● JOB
Could you render the lines below as a Markdown table with two columns, Row and Line, numbering each row and leaving out any blank lines?

# START OF DATA ENTRIES

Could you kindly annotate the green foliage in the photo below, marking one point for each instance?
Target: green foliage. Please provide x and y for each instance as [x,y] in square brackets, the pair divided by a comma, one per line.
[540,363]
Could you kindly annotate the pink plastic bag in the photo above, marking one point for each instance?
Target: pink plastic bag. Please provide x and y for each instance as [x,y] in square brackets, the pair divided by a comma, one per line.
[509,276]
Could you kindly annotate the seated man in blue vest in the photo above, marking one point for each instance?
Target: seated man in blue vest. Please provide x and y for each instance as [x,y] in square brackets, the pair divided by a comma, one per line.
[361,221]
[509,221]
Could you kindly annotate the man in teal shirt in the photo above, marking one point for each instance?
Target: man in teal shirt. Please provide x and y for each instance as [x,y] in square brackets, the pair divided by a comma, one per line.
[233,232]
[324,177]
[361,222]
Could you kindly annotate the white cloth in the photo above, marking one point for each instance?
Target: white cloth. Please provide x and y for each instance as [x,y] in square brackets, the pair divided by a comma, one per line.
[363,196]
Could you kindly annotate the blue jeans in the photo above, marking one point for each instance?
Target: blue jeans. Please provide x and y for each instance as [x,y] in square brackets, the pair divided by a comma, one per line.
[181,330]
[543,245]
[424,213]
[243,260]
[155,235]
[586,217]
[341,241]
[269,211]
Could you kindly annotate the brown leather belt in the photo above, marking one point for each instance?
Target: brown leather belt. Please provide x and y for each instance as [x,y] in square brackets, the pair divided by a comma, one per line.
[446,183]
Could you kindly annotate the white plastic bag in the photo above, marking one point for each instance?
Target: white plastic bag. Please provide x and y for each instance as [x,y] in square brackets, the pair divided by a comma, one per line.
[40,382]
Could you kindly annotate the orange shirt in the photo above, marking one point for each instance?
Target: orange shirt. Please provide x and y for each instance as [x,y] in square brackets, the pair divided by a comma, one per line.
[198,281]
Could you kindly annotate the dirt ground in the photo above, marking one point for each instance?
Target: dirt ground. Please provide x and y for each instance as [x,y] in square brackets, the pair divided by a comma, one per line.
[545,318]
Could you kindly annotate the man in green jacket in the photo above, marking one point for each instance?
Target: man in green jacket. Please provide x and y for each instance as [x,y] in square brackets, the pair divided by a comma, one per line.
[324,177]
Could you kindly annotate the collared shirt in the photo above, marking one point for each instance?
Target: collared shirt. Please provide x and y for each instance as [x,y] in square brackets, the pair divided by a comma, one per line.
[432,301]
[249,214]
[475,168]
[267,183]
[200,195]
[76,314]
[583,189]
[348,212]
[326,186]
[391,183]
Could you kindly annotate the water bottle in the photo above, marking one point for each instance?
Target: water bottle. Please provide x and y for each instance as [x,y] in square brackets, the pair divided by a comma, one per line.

# END OF DATA ENTRIES

● RESULT OF THIS EXERCISE
| Row | Line |
|---|---|
| 1 | Could you kindly annotate the green foliage in the photo below, marking one point for each instance? |
| 2 | Target: green foliage. Please provide x and y for each instance as [x,y] in square brackets, the pair divided by a comma, one per line. |
| 3 | [540,363] |
| 4 | Could you kindly annotate the pink plastic bag in the photo above, marking one point for each instance? |
| 5 | Target: pink plastic bag. Please provide x and y for each instance as [x,y] in square brackets, the pair divided by a comma, one per line. |
| 6 | [509,276] |
| 7 | Could you kindly annotate the seated man in blue vest in the photo above, marking one point for each instance? |
| 8 | Target: seated man in blue vest. Please provide x and y for each instance as [x,y] in square brackets, the pair divided by a comma, one per line. |
| 9 | [361,221] |
| 10 | [509,221] |
| 11 | Could you kindly annotate the man in teal shirt in the photo above, marking one point for each instance? |
| 12 | Target: man in teal shirt. Please provide x and y for each instance as [x,y] in square brackets, the pair divided by a comma, one per line. |
| 13 | [233,232] |
| 14 | [324,177] |
| 15 | [361,222] |
| 16 | Could you kindly annotate the white cloth in the photo above, marking one point for each instance? |
| 17 | Target: white cloth. Please provide x and y for each instance as [x,y] in square brackets, the pair divided by a comma, one per line. |
| 18 | [363,196] |
| 19 | Could you kindly annotate the blue jeans in the photo above, marking one point for each instance? |
| 20 | Target: blue jeans. Please provide x and y for each instance as [x,y] in square brackets, the pair divided by a comma, one per line. |
| 21 | [181,330] |
| 22 | [543,245] |
| 23 | [424,213] |
| 24 | [243,260] |
| 25 | [155,235] |
| 26 | [586,217] |
| 27 | [341,241] |
| 28 | [269,211] |
| 29 | Could you kindly annotate the brown leather belt in the photo above, marking one point for each instance? |
| 30 | Target: brown leather belt. Please provide x and y for each instance as [x,y] in square brackets, the pair divided by a comma, one per line. |
| 31 | [446,183] |
| 32 | Could you kindly annotate the white plastic bag in the photo above, marking one point for each instance? |
| 33 | Target: white plastic bag. Please provide x and y for each instance as [x,y] in square brackets, the pair divided by a comma, one per line. |
| 34 | [40,382] |
| 35 | Could you kindly annotate the orange shirt in the photo above, marking one point for each instance? |
| 36 | Target: orange shirt. Please provide x and y for each instance as [x,y] in square brackets, the pair divided by a comma, one per line. |
| 37 | [198,281] |
| 38 | Could you kindly annotate the dirt ground in the photo above, marking one point for each instance? |
| 39 | Target: dirt ground. Please provide x and y for each instance as [x,y] in square brackets, the pair divided by a comma, one per line. |
| 40 | [545,318] |
| 41 | Could you kindly annotate the man in green jacket in the photo above, marking one point for each instance? |
| 42 | Target: man in green jacket. Please provide x and y for each instance as [x,y] in square brackets, the pair divided by a comma, one per line. |
| 43 | [324,177] |
| 44 | Could you kindly annotate the collared shirt in the photo above, marking one point for each instance? |
| 45 | Target: collared shirt. Please provide x and y for each instance as [x,y] in square brackets, the pair divided by a comma, one per line. |
| 46 | [432,301] |
| 47 | [249,214] |
| 48 | [475,168] |
| 49 | [267,183] |
| 50 | [200,195] |
| 51 | [76,314] |
| 52 | [583,189] |
| 53 | [348,212] |
| 54 | [326,186] |
| 55 | [391,183] |
| 56 | Could you kindly annotate the water bottle in the photo above, marking one point for each instance? |
| 57 | Target: water bottle. Please provide x and y for each instance as [x,y] in square brackets, the pair divided by a comma, one per line. |